* begin Source excerpt *
TwinIon · July 6, 2018

Interesting that they used procedurally generated maps. I can only imagine the strategies that would develop if you allowed an AI like this to play 500k games on a standard map.

Now that I think about it, I wonder if that will become a standard way to find map glitches or loopholes while still in development. Let an AI play a few hundred thousand games and see if it figures out anything interesting.

XxEvil AshxX · July 6, 2018

But do they teabag?

number305 · July 6, 2018

Nothing new here. When I was a kid Mike Tyson's Punch-Out! A.I. used to kick my butt all day long.

Raggit · July 6, 2018

How do they handle the AIs ability to aim? Because that would strongly impact their performance. If they're basically using aim bot, it's kind of unfair.

Scape Zero · July 6, 2018

3 hours ago, TwinIon said:

Interesting that they used procedurally generated maps. I can only imagine the strategies that would develop if you allowed an AI like this to play 500k games on a standard map.

Now that I think about it, I wonder if that will become a standard way to find map glitches or loopholes while still in development. Let an AI play a few hundred thousand games and see if it figures out anything interesting.

That would probably be a really good idea for finding flaws.

TwinIon · July 6, 2018

2 hours ago, Raggit said:

How do they handle the AIs ability to aim? Because that would strongly impact their performance. If they're basically using aim bot, it's kind of unfair.

Despite using Q3 as the basis, they don't actually have guns. They can only tag opponents to get them to steal the flag.

They were mostly interested in how multiple AI agents would work together in a team exercise.

The Deepmind site has a better look at the game they played.

Rev · July 6, 2018

3 hours ago, TwinIon said:

Interesting that they used procedurally generated maps. I can only imagine the strategies that would develop if you allowed an AI like this to play 500k games on a standard map.

Now that I think about it, I wonder if that will become a standard way to find map glitches or loopholes while still in development. Let an AI play a few hundred thousand games and see if it figures out anything interesting.

13 minutes ago, Scape Zero said:

That would probably be a really good idea for finding flaws.

This is exactly what they did in The Talos Principle

https://blog.us.playstation.com/2015/09/25/the-talos-principle-on-ps4-designing-ai-to-test-a-game-about-ai/

TwinIon · July 6, 2018

2 minutes ago, Rev said:

This is exactly what they did in The Talos Principle

https://blog.us.playstation.com/2015/09/25/the-talos-principle-on-ps4-designing-ai-to-test-a-game-about-ai/

That's very cool. That's a bit more like a test script for the whole game than the kind of machine learning that Deepmind is doing, but it's a good example of what I was thinking about.

XxEvil AshxX · July 6, 2018

8 minutes ago, Rev said:

This is exactly what they did in The Talos Principle

https://blog.us.playstation.com/2015/09/25/the-talos-principle-on-ps4-designing-ai-to-test-a-game-about-ai/

Too bad the A.I. didn't tell them their game was boring.
* end Source excerpt *
* begin Extracted entries *
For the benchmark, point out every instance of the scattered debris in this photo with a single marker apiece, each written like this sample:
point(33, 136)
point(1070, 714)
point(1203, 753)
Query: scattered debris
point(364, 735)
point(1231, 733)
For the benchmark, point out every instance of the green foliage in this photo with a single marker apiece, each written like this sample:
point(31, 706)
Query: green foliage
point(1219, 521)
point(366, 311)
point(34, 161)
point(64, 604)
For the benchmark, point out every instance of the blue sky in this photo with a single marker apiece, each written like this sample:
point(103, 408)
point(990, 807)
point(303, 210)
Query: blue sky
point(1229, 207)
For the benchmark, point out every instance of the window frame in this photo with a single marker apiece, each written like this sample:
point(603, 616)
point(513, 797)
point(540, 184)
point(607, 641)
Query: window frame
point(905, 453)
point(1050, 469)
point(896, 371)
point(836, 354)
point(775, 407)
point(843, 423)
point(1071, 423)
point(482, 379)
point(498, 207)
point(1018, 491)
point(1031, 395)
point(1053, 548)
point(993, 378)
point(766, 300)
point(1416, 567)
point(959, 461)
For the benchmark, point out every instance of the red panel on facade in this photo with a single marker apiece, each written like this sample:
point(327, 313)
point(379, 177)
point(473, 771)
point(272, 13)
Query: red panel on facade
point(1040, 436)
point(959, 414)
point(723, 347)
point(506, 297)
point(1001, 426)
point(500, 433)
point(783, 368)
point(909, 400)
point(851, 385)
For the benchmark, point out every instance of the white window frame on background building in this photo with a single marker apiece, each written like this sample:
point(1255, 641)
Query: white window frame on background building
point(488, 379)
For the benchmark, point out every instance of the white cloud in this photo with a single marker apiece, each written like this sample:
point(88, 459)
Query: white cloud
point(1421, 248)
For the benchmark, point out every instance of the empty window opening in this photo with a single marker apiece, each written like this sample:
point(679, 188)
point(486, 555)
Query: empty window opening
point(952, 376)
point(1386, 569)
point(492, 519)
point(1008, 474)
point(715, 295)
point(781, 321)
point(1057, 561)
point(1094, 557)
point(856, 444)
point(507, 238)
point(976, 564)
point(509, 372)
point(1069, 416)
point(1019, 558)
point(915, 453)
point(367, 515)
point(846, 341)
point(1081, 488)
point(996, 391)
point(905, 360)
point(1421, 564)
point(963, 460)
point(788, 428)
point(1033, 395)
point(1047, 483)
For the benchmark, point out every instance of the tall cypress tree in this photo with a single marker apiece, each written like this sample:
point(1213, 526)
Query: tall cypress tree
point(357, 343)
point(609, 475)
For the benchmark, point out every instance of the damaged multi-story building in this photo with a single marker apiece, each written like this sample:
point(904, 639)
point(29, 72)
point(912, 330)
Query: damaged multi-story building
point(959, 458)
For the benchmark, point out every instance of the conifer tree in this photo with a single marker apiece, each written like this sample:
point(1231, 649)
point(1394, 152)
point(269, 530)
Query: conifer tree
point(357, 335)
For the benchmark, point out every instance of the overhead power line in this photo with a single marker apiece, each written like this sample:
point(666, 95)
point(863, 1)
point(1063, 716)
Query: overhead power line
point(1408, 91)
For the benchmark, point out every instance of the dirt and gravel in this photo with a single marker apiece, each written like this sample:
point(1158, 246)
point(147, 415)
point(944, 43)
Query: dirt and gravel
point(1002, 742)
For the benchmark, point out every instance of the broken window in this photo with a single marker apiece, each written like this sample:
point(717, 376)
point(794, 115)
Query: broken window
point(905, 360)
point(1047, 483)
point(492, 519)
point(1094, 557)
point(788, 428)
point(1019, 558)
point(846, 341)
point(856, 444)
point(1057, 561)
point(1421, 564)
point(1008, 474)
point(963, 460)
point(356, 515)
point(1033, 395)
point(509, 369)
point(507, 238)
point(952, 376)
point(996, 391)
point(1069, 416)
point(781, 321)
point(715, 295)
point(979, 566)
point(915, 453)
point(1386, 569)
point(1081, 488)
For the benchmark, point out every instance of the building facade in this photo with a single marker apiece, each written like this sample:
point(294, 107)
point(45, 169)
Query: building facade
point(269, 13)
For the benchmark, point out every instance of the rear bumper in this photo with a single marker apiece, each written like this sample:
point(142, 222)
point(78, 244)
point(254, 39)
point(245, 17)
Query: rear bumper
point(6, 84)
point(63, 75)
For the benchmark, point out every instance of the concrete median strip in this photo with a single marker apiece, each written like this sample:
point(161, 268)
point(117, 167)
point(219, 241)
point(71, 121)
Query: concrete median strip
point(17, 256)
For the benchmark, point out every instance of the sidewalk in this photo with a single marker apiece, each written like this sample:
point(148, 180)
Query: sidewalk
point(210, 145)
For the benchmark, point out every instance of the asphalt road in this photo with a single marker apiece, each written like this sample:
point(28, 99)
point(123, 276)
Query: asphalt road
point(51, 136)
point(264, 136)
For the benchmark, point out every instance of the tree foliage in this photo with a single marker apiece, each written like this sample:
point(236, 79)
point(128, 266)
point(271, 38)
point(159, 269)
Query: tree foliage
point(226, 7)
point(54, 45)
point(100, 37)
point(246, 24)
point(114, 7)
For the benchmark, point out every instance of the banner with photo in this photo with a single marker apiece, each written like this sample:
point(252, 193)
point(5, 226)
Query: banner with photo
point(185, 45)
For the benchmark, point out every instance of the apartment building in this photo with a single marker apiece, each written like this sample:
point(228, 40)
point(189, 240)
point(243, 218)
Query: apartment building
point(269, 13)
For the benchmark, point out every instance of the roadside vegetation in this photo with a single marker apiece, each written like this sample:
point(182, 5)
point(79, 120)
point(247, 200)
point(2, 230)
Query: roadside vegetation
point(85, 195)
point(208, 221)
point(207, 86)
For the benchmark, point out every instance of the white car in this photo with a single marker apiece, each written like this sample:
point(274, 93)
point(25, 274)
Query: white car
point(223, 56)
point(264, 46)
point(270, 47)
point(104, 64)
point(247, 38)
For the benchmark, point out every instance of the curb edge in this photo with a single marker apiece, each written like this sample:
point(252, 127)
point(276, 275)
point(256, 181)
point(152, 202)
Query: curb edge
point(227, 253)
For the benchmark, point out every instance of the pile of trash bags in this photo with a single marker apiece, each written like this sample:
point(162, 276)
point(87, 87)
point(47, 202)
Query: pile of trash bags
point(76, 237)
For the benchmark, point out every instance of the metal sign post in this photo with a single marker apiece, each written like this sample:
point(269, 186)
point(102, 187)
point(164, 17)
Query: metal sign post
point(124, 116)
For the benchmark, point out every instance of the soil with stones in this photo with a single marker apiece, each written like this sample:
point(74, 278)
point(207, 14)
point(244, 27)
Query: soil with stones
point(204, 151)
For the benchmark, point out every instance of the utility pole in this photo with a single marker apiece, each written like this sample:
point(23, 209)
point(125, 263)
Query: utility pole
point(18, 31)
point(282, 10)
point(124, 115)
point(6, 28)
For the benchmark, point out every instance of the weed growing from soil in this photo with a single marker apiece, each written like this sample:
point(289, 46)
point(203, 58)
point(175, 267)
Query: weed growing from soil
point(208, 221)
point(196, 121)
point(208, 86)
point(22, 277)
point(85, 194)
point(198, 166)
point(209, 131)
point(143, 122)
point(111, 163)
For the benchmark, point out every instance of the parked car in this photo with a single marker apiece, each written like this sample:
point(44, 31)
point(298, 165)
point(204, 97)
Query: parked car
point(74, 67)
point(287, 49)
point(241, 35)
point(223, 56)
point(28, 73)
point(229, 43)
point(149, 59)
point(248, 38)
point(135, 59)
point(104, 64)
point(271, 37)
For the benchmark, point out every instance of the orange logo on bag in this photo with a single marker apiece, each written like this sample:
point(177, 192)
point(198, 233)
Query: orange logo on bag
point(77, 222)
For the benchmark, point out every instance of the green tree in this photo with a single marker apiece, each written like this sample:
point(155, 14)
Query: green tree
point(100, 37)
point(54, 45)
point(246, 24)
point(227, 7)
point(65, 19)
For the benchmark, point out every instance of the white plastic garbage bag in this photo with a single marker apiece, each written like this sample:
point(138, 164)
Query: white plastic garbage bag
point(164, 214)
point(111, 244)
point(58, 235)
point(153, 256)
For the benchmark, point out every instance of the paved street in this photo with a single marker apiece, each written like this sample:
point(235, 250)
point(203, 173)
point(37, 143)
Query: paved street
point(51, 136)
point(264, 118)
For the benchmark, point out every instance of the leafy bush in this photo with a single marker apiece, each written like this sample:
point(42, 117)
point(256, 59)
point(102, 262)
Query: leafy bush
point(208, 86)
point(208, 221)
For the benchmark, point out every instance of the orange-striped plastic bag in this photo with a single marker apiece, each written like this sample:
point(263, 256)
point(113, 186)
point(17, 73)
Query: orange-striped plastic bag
* end Extracted entries *
### What you need to do
A – Quote the passage of the forum thread on AI game testing starting at "2 minutes ago, Rev" and ending at "was thinking about.".
B – Write the next part of the forum thread on AI game testing, picking up after its final post.
The material above comes from a separate source.

### Outputs
A –
2 minutes ago, Rev said:

This is exactly what they did in The Talos Principle

https://blog.us.playstation.com/2015/09/25/the-talos-principle-on-ps4-designing-ai-to-test-a-game-about-ai/

That's very cool. That's a bit more like a test script for the whole game than the kind of machine learning that Deepmind is doing, but it's a good example of what I was thinking about.

B –
legend · July 6, 2018

This is cool work. Using evolutionary algorithms to learn the reward function is an idea that's been explored in literature before (as well work in which I was involved), but not on this scale. Their reports of learning time are a bit unclear and potentially misleading. I'll have to look at this paper, but I think it's 500,000 games for each member of the population (which is huge).

3 hours ago, TwinIon said:

Interesting that they used procedurally generated maps. I can only imagine the strategies that would develop if you allowed an AI like this to play 500k games on a standard map.

Now that I think about it, I wonder if that will become a standard way to find map glitches or loopholes while still in development. Let an AI play a few hundred thousand games and see if it figures out anything interesting.

It actually might not do as well as you'd think. Correlated experience, which is common if you only have one agent learning with its own experience, can really fuck with learning and make it behave badly. Increasingly, you're seeing papers that do these huge distributed learning spaces to try and avoid that issue. That may not have been the motivation for lots of maps here, but there is a reasonable chance.

It's also a direction that grinds my gears a bit. The reinforcement-learning problem is at its heart about learning when you have to suffer your consequences. This direction of huge numbers of parallel actors is side stepping that issue and isn't practice for many real world scenarios.

I do like that they're looking at the evolution angle though because I've always found the interaction of evolution with internal reward functions interesting. For that reason, I'll cut them some slack in this case

3 hours ago, Raggit said:

How do they handle the AIs ability to aim? Because that would strongly impact their performance. If they're basically using aim bot, it's kind of unfair.

Its just looking at the image and deciding when, but they do say its reaction time and aiming is a result for some of its excellent performance, so in the further challenges they artificially added some random inaccuracy and it still did well.

legend · July 6, 2018

4 minutes ago, XxEvil AshxX said:

Too bad the A.I. didn't tell them their game was boring.

Psh. The Talos Principle is one of the best puzzle games out there.

Rev · July 6, 2018

2 minutes ago, legend said:

Psh. The Talos Principle is one of the best puzzle games out there.

This is exactly what an AI agent would say.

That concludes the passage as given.